• **Aim of the exercise**: State how many lines of the records below contain the string "light", treating uppercase and lowercase as distinct. Reply with the number alone.

• **Task data**:
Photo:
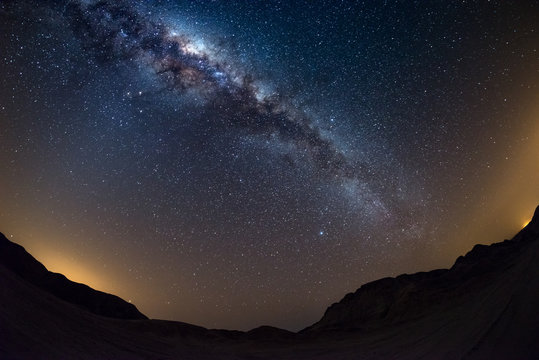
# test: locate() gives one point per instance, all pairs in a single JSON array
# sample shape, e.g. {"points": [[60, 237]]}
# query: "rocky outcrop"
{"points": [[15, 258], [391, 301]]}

---

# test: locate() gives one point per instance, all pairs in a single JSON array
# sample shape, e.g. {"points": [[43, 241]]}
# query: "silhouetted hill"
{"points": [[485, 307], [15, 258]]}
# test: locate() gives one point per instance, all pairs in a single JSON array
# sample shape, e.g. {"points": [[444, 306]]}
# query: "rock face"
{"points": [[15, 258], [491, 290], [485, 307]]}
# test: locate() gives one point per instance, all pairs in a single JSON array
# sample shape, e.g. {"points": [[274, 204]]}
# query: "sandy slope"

==

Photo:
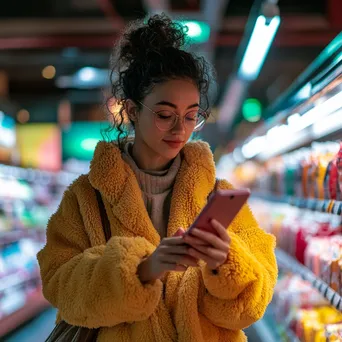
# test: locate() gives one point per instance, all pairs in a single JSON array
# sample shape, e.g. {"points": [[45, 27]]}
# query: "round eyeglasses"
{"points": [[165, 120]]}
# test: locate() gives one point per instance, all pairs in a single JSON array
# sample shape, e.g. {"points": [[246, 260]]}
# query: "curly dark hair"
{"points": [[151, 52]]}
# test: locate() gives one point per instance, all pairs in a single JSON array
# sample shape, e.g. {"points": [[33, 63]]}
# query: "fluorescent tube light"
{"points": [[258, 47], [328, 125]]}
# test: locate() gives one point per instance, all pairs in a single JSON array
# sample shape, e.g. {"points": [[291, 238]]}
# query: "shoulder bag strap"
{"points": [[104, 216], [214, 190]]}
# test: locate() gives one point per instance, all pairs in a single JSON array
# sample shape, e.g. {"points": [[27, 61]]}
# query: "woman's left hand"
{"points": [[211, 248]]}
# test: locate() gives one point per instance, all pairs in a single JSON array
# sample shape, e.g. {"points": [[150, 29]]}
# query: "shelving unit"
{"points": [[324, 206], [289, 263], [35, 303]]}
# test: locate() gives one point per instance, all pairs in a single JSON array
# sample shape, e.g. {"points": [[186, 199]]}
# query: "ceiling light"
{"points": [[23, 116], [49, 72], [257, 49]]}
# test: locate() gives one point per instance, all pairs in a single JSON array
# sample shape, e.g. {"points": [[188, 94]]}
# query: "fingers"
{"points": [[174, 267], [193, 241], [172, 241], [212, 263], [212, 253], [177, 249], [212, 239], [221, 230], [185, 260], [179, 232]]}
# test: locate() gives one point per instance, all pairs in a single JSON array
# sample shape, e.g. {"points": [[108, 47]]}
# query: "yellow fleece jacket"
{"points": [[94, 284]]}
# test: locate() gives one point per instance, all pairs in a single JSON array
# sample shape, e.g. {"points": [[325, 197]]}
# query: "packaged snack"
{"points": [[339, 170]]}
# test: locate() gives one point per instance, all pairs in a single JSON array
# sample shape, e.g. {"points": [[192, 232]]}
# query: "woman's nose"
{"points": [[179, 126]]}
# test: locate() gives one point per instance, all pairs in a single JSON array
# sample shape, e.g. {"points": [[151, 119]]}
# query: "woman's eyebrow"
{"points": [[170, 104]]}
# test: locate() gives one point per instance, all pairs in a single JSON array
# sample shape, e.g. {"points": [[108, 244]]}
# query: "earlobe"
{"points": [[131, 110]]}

• **Complete response**: 2